◆ PROBLEM REQUIREMENTS: Can you restate the records below word for word?

◆ TASK INPUT:
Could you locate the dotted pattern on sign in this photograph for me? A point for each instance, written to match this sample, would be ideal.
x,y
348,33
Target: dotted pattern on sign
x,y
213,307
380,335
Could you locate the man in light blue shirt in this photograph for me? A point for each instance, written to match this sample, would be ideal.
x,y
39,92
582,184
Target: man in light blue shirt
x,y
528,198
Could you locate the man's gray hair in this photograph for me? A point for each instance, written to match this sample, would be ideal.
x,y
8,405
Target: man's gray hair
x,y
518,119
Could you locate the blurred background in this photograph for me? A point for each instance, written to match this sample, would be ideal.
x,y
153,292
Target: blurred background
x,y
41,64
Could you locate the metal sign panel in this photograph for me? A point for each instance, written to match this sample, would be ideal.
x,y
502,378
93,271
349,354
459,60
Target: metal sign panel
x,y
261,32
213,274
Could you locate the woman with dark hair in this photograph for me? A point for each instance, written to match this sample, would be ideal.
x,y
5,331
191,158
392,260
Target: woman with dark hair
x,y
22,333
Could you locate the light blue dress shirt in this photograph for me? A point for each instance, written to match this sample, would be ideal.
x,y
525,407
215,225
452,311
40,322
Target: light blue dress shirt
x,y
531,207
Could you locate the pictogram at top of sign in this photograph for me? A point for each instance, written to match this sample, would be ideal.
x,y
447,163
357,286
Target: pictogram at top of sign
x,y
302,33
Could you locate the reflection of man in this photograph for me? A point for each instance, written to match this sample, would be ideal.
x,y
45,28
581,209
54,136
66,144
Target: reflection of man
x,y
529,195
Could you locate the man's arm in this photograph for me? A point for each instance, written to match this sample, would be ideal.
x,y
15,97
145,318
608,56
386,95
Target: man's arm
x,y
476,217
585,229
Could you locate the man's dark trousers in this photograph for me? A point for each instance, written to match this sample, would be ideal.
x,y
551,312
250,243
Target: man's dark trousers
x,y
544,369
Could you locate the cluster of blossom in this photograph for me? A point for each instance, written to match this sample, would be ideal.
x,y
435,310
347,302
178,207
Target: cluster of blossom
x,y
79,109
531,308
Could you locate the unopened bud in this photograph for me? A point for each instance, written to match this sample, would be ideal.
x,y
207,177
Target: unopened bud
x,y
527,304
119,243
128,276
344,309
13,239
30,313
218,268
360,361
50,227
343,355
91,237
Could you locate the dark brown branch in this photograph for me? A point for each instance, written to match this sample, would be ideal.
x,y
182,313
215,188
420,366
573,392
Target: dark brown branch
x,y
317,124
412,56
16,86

◆ ANSWER TO THIS EXERCISE:
Could you locate the dotted pattern on sign in this photograph for me? A point for each instance, written to match this sample, would be ideal.
x,y
348,33
Target: dotted pattern on sign
x,y
213,307
380,335
Could you locate the man in light blue shirt in this photograph for me? A point for each instance, written to match this sample, would be ideal.
x,y
39,92
582,184
Target: man in light blue shirt
x,y
528,198
Could you locate the man's gray hair in this photograph for me? A point for each instance, written to match this sample, would be ideal.
x,y
8,405
Target: man's gray hair
x,y
518,119
Could you locate the blurred background in this photograph for me? A point for each instance, written to match this sample, would be ideal.
x,y
153,292
Target: blurred background
x,y
41,64
Could you locate the metal sign panel in this photograph for me? A point for each instance, written to match this sample, would be ideal.
x,y
502,378
93,271
349,354
459,60
Target: metal sign panel
x,y
261,32
213,274
Could you locate the woman with dark hair in this photograph for me? A point for each instance, written to match this sample, would be ideal.
x,y
5,331
191,158
392,260
Target: woman with dark hair
x,y
22,333
Could you locate the light blue dress shirt in this photograph for me? A point for each instance, written to match this sample, would be ideal.
x,y
525,407
215,225
452,311
40,322
Target: light blue dress shirt
x,y
531,207
Could you locate the pictogram at top of sign in this photograph for me? A point for each instance, written to match this sample, would be ideal.
x,y
447,163
357,286
Target: pictogram at top of sign
x,y
302,33
Could you locate the reflection of man in this photograph for me? A point for each instance, written to match this sample, would be ideal.
x,y
45,28
581,209
54,136
66,144
Target: reflection of man
x,y
529,195
Could you locate the man's arm in this photograph for me? A point for each instance, written to match this sample, would be ideal.
x,y
15,97
145,318
608,56
386,95
Target: man's arm
x,y
476,217
585,229
Could you locate the man's dark trousers in this photograph for me? A point for each instance, written to match this sample, would be ideal.
x,y
551,312
250,243
Target: man's dark trousers
x,y
544,369
Could you locate the cluster of blossom in this photograph for me? A point for each instance, written to match this sample, would be ideal.
x,y
435,310
347,302
178,207
Target: cluster of blossom
x,y
79,109
531,308
Could you locate the unopened bud in this photograph for me? A point for each instance, written to match this sample, would be ideal.
x,y
207,177
Target: unopened bud
x,y
527,304
119,243
128,276
344,309
13,239
30,313
218,268
360,361
50,227
343,355
91,237
Could you locate the dark brown branch in this photograph for me? A point for each instance, written to match this sample, would be ideal.
x,y
182,313
215,188
420,366
573,392
Target: dark brown branch
x,y
317,124
412,56
16,86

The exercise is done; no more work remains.